■ Exercícios propostos
1. Resuma em duas frases o texto sobre Rui Eduardo Paes.
2. Segundo o texto sobre Rui Eduardo Paes, quem ilustrou os textos do livro Bestiário Ilustríssimo?
3. Prossiga o texto sobre Rui Eduardo Paes a partir da última frase apresentada.

■ Excerto da fonte
+ + + +
REP Freestyle
· 08 Jul 2012 · 01:27 ·
Jornalista, crítico e musicólogo, Rui Eduardo Paes (REP) vem desenvolvendo uma intensa actividade na escrita sobre música. Actualmente editor da revista jazz.pt (a única revista portuguesa dedicada ao género), REP colaborou com os mais importantes jornais e revistas nacionais, numa carreira com quase trinta anos. É membro da direcção da associação Granular, dedicada à promoção do experimentalismo na música e nas artes audiovisuais e performativas portuguesas. Na qualidade de ensaísta publicou diversos volumes, analisando o fenómeno musical sob um ponto de vista originais - Ruínas, A Orelha Perdida de Van Gogh, Cyber-Parker, Phonomaton e Stravinsky Morreu. Após alguns anos sem editar material novo, REP regressa às estantes com um novo livro, Bestiário Ilustríssimo. Nesta colecção de textos, acompanhados por ilustrações de Joana Pires, reflecte sobre música(s) da actualidade e as suas infinitas conexões.

© Nuno Martins

Porque o título Bestiário Ilustríssimo?
+ + + +
■ Material fornecido
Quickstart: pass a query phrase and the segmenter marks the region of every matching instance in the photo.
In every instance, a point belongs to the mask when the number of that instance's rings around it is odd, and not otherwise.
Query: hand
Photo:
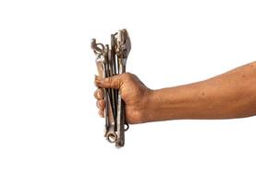
[[[120,90],[121,98],[126,103],[126,118],[128,123],[147,121],[146,107],[152,91],[135,75],[124,73],[108,78],[95,77],[98,88],[94,97],[97,99],[99,115],[104,117],[105,101],[103,88],[116,88]]]

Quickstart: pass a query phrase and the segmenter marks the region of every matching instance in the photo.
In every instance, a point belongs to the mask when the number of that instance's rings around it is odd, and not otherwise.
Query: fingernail
[[[101,98],[101,92],[100,91],[97,92],[97,98]]]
+ + + +
■ Respostas
1. Rui Eduardo Paes é jornalista, crítico e musicólogo, editor da revista jazz.pt e membro da direção da associação Granular, com uma carreira de quase trinta anos na escrita sobre música. Depois de alguns anos sem editar material novo, lança o livro Bestiário Ilustríssimo, uma coleção de textos com ilustrações de Joana Pires sobre as músicas da atualidade e as suas infinitas conexões.

2. Joana Pires.

3.
Foi esse o título de uma série de textos que publiquei no então jornal Blitz, entre o final da década de 1980 e o início da de 90. Não sei precisar agora quando exactamente, mas “scans” desses textos podem ser encontrados na Net. Escolhi-o então porque se tratava de um mostruário de “monstros da música”, com um pendor para-enciclopédico. Retomei esse título agora, mais de 20 anos depois, porque, verificando bem, o que fazia nessa altura é o que faço agora e o que fiz sempre. O livro como que dá uma unidade ao meu percurso enquanto ensaísta e jornalista de música, enquanto crítico e enquanto teórico. Tem uma diferença substancial com esse conjunto de prosas, no entanto: não só fui aprendendo mais sobre a matéria, como tive a possibilidade de a observar de outros ângulos, dado que também me fui dedicando à curadoria e à organização de concertos, através da associação Granular, à pedagogia, por meio da realização de conferências, seminários, acções didácticas e aulas (sou professor de História do Jazz), e ainda à sua promoção e divulgação ao nível editorial.

Este livro reúne textos criados para diversos fins. Qual o critério para a selecção?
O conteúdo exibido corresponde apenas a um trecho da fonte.